▶ What needs to be done:
The copy you return must match the listing word for word and carry no pictures.
------------------------------------------------------------------------
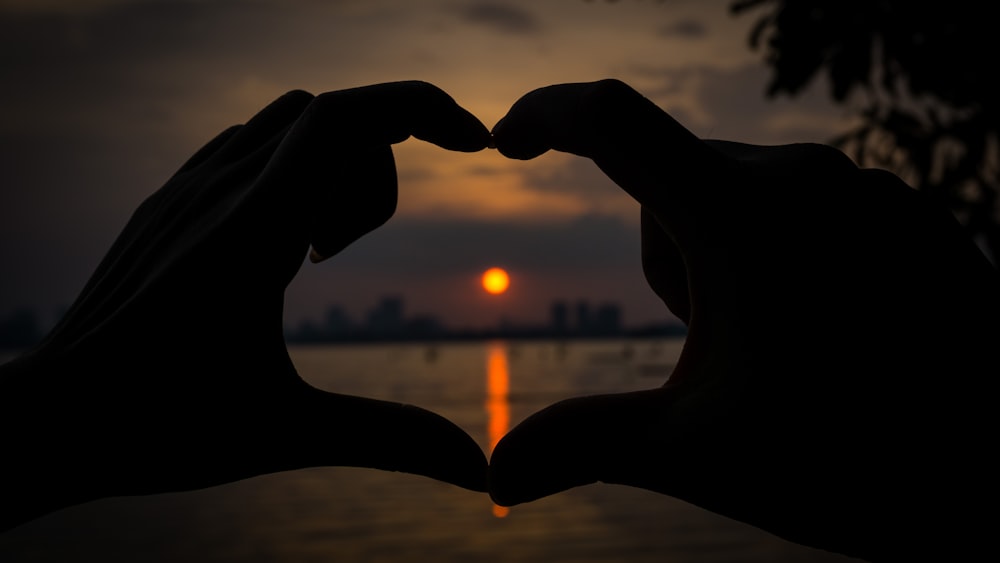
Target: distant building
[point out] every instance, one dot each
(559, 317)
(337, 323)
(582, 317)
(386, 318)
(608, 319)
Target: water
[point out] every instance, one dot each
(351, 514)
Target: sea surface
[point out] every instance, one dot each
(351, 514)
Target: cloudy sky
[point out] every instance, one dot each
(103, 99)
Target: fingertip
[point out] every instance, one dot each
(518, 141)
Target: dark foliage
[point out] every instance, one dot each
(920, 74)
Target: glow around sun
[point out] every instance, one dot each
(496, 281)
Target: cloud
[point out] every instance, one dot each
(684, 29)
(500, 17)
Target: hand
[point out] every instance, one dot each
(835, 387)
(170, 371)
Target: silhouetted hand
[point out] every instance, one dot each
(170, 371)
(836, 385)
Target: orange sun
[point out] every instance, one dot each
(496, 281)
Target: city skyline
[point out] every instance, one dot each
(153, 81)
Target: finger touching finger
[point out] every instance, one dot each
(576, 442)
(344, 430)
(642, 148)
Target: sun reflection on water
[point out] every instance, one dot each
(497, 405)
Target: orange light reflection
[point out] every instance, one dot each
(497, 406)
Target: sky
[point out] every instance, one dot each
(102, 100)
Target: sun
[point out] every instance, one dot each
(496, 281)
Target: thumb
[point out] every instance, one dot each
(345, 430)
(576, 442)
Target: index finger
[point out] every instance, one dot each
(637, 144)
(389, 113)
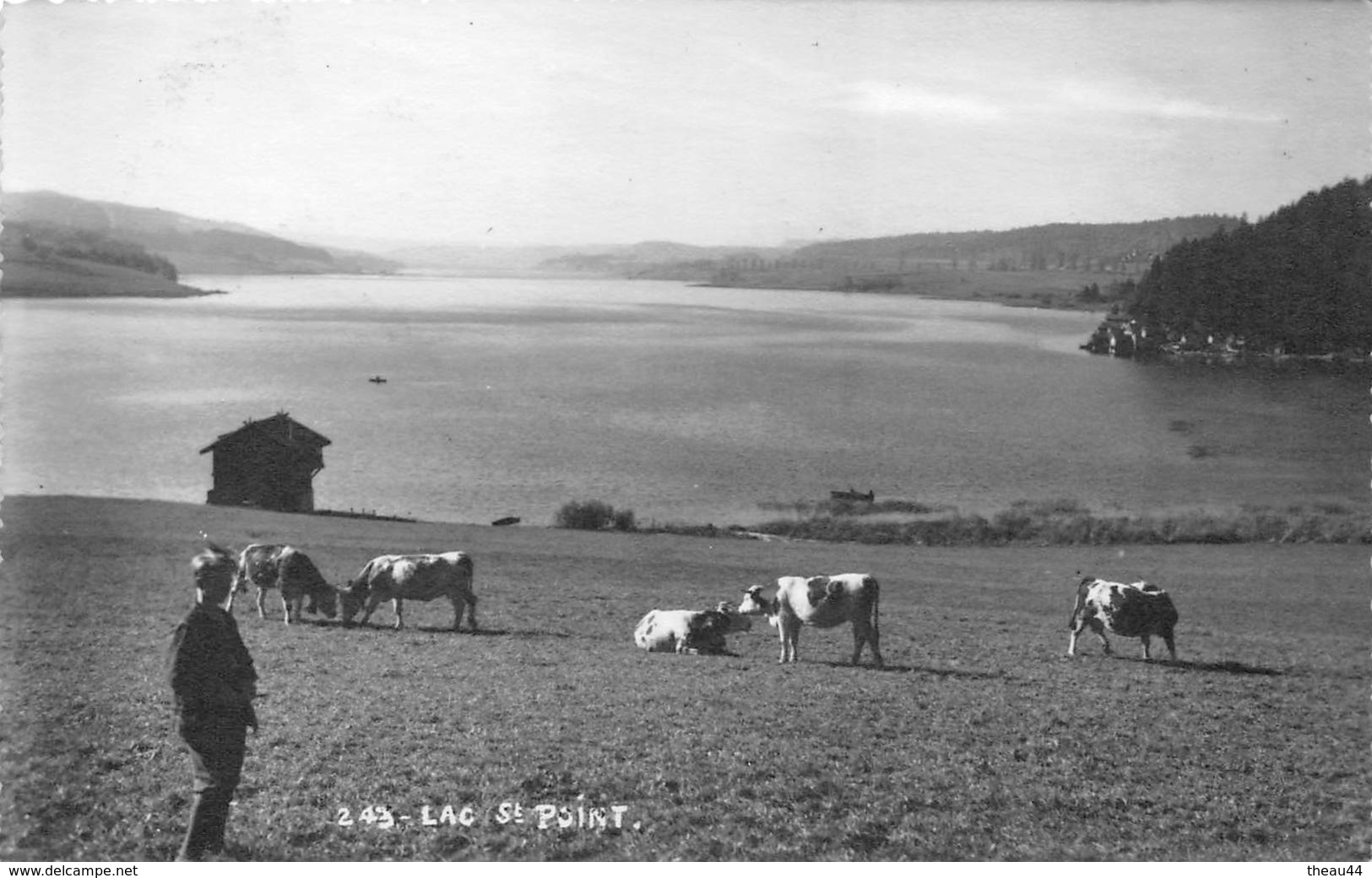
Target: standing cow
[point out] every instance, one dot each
------------------------------------------------------------------------
▶ Expected output:
Target: distant building
[point out] every instance, one dot each
(559, 317)
(337, 323)
(582, 317)
(386, 318)
(608, 319)
Target: water
[point out] every instance, one dot each
(351, 514)
Target: sea surface
[point out] every instance, one dot each
(351, 514)
Target: cloudy sky
[point out] every instance, one dot each
(103, 99)
Target: fingertip
[point out] every instance, one dot each
(518, 141)
Target: dark foliage
[point out] every instance, one dot each
(920, 74)
Target: glow around sun
[point out] every instance, one dot each
(496, 281)
Target: cloud
[point out] every instance, one dot each
(684, 29)
(500, 17)
Target: hand
[point out] every instance, one dot each
(835, 387)
(170, 371)
Target: silhouetted hand
[point out] every instance, one dot each
(170, 371)
(836, 385)
Target: orange sun
[point out] every instance, one dot each
(496, 281)
Target: city skyline
[point out] every instance, one dot each
(153, 81)
Target: finger touching finger
[point out] every instance, one dot each
(576, 442)
(344, 430)
(642, 148)
Target: sun reflection on water
[point out] every instance, one dot each
(497, 405)
Target: orange light reflection
[point out] every instance, one dot each
(497, 406)
Target: sky
[point out] every instance, one dot each
(102, 100)
Target: sun
[point out] every instance, one dot each
(496, 281)
Target: thumb
[point out] every instance, one dot each
(345, 430)
(576, 442)
Target: index finger
[point out] every instance, one dot each
(637, 144)
(389, 113)
Target: standing cow
[point out] every instance, one dot each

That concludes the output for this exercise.